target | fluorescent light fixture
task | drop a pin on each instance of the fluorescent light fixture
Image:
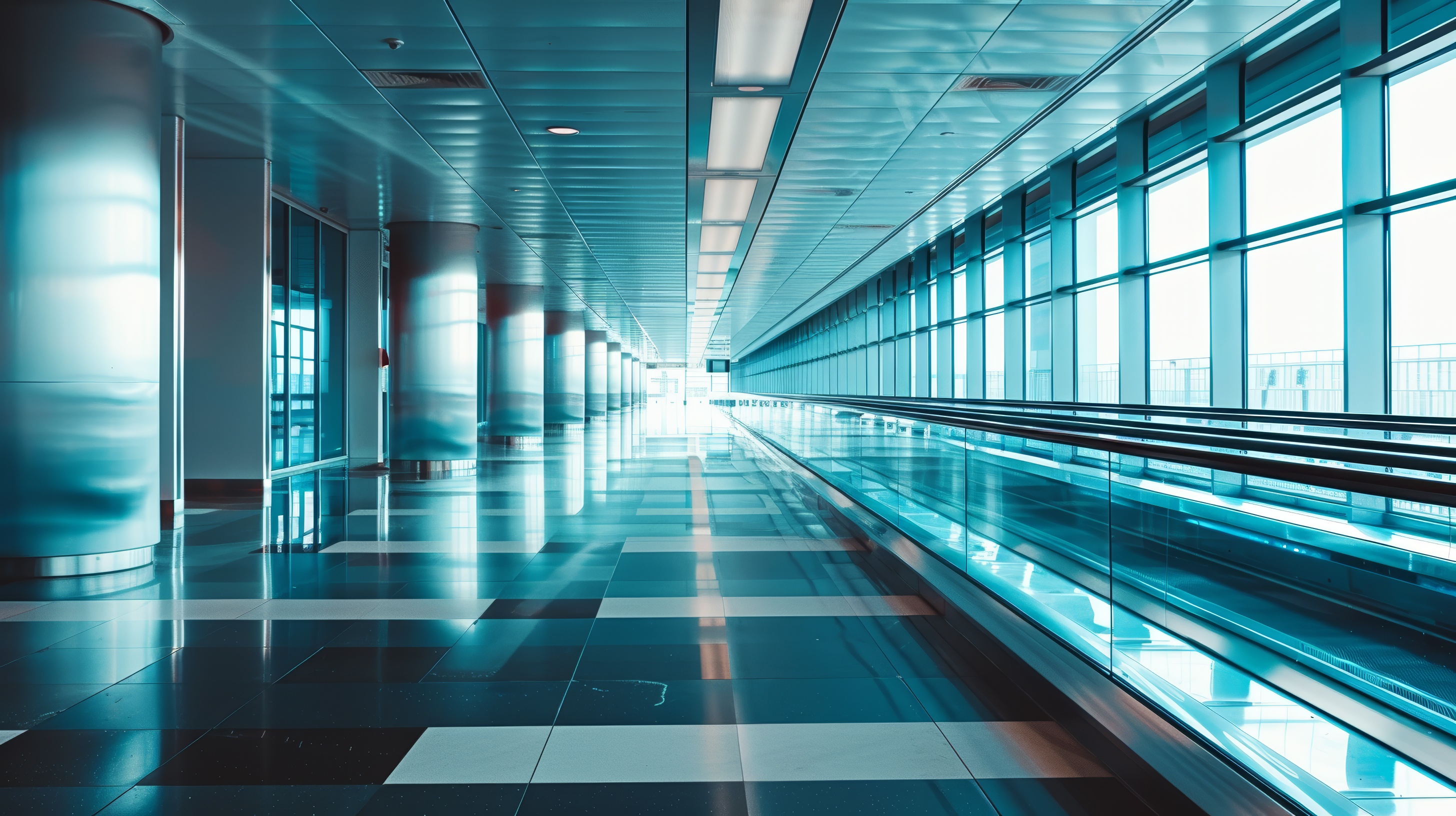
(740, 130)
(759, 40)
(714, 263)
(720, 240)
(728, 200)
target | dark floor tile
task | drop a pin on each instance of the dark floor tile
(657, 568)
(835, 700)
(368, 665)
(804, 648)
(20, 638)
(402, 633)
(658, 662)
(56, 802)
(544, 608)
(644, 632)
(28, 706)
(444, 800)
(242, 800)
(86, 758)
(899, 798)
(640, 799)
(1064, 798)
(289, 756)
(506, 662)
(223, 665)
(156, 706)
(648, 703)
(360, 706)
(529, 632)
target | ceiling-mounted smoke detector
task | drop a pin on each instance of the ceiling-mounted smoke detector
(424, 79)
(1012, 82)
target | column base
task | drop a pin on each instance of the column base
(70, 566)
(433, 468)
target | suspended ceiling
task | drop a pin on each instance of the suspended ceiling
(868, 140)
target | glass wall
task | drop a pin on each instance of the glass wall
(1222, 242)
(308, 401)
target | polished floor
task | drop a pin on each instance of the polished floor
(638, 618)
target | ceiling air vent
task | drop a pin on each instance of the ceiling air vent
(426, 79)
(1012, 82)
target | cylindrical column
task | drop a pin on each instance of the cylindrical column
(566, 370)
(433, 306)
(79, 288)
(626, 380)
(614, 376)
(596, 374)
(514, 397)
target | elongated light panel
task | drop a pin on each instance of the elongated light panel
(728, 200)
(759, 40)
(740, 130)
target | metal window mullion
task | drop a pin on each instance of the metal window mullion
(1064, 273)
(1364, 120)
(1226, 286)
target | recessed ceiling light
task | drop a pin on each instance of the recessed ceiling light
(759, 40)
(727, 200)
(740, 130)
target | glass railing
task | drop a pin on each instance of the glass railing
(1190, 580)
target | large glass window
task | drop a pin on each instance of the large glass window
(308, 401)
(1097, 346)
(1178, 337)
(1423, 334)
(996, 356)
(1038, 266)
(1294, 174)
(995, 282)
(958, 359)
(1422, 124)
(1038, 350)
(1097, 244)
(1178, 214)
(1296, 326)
━━━━━━━━
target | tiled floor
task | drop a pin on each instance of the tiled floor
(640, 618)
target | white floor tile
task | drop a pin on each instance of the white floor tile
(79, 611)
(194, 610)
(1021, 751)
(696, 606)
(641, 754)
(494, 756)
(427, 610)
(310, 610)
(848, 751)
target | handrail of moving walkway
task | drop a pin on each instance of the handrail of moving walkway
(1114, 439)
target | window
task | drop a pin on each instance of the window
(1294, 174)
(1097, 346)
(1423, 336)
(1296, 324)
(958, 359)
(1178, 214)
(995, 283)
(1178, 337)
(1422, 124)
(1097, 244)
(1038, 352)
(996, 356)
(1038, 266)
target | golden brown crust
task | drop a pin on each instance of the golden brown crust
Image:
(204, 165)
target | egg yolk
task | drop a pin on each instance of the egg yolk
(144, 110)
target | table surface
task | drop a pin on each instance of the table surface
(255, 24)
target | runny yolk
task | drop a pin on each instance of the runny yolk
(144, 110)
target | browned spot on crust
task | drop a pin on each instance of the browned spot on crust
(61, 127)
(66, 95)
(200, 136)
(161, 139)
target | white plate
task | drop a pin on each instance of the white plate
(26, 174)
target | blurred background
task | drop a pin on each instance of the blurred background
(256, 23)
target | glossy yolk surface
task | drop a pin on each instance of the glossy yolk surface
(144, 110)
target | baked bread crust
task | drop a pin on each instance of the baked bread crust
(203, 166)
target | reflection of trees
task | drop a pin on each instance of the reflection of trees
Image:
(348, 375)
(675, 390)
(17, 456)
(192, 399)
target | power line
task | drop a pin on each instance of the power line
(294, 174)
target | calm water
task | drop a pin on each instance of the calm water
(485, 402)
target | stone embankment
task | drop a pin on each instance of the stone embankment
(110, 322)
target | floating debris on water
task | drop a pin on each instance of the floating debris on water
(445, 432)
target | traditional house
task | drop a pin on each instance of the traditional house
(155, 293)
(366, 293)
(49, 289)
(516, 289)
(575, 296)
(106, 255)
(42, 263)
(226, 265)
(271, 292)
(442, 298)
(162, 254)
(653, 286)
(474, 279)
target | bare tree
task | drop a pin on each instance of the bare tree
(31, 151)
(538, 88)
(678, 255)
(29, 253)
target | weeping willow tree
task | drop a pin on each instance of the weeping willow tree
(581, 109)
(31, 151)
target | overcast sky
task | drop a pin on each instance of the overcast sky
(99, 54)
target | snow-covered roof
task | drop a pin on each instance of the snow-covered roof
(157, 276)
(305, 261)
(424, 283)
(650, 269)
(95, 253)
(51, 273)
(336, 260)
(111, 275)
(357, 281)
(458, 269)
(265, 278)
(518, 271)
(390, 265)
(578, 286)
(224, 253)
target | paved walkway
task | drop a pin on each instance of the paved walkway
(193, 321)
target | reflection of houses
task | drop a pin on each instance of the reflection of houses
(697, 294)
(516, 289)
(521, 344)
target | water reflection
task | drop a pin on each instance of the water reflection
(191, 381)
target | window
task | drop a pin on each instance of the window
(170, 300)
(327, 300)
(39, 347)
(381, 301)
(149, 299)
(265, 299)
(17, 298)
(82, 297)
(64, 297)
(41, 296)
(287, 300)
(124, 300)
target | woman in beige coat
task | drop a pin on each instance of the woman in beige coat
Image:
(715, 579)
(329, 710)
━━━━━━━━
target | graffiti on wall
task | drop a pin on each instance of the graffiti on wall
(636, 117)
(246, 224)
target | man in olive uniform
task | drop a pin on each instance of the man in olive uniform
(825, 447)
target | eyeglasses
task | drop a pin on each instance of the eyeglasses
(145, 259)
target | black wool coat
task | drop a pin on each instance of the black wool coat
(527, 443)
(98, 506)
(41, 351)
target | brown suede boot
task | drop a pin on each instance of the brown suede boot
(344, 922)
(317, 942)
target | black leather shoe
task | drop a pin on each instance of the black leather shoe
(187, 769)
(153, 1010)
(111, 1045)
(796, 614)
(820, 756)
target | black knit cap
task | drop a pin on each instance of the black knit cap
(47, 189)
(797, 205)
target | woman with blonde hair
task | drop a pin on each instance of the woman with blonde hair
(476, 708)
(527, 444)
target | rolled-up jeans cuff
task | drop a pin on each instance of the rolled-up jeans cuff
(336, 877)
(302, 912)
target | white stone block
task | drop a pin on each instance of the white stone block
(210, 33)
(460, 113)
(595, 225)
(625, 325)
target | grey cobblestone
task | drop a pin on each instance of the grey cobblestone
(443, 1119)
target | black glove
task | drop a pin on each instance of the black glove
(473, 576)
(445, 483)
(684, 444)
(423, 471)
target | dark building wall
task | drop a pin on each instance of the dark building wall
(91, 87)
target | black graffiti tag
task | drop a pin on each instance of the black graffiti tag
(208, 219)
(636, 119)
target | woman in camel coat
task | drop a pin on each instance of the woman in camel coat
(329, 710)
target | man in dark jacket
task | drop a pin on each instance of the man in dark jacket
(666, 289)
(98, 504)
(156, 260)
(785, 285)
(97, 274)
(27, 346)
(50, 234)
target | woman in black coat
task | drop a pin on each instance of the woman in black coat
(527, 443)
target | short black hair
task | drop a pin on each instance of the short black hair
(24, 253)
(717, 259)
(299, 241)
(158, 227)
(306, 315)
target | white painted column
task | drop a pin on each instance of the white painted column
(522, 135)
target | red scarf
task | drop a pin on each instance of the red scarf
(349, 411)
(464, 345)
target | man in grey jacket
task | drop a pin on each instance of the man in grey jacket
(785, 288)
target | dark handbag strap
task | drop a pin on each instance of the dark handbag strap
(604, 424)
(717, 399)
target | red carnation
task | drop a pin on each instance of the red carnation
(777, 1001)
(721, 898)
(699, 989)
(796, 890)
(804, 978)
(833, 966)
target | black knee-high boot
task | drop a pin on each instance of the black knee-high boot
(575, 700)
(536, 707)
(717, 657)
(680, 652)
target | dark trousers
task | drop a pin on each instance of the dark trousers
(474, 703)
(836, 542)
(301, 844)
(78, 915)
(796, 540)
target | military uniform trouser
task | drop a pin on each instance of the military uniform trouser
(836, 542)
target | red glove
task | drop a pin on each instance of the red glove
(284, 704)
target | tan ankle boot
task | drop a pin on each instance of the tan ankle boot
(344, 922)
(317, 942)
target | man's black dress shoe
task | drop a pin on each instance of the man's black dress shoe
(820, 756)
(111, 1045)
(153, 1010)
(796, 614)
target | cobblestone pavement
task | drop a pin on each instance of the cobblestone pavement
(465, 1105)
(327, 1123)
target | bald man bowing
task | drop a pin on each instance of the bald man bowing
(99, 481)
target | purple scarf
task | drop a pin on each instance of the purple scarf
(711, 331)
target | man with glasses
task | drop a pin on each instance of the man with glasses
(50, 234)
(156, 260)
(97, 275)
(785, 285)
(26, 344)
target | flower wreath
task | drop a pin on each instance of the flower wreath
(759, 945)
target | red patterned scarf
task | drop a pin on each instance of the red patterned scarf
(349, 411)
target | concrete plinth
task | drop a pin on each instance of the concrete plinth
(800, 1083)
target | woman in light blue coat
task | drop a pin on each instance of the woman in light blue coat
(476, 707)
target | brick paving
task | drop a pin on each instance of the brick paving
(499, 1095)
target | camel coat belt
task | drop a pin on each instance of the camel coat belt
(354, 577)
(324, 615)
━━━━━━━━
Reproduce the lines word for word, starting with the line containing "target | fluorescent light fixture" and continuing through the line containing "(1226, 286)". Leave the pictures out of your output.

target | fluorescent light fixture
task | drop a pin on each instance of the fluorescent light fixture
Image:
(740, 130)
(759, 40)
(714, 263)
(720, 240)
(728, 200)
target | dark floor tile
task | drop a pin on each instance of the dark floor tile
(657, 568)
(835, 700)
(368, 665)
(804, 648)
(20, 638)
(402, 633)
(658, 662)
(56, 802)
(544, 608)
(644, 632)
(28, 706)
(444, 800)
(242, 800)
(86, 758)
(899, 798)
(640, 799)
(1064, 798)
(289, 756)
(506, 662)
(223, 665)
(156, 706)
(648, 703)
(360, 706)
(529, 632)
target | ceiling-mounted smoke detector
task | drop a pin on each instance of the ceiling-mounted smoke detector
(424, 79)
(1012, 82)
target | column base
task | drop a pin on each instance of the column base
(70, 566)
(433, 468)
target | suspended ceiling
task | drop a pin on each instance of the suspended ceiling
(868, 140)
target | glass wall
task | drop a pin on each instance of the glass wall
(1222, 242)
(308, 401)
target | polished floor
task | drop a pin on each instance of the polished floor
(638, 618)
target | ceiling air vent
task | drop a pin on each instance of the ceiling air vent
(426, 79)
(1012, 82)
target | cylindrical column
task | drop a pin on each instance of the cylindrical column
(566, 370)
(433, 306)
(79, 288)
(626, 380)
(614, 376)
(596, 374)
(514, 397)
target | elongated light panel
task | drop a pin on each instance of the elongated light panel
(728, 200)
(759, 40)
(740, 130)
target | metal window mullion
task | drop a pin on each instance of the metal window mullion
(1064, 273)
(1364, 120)
(1226, 286)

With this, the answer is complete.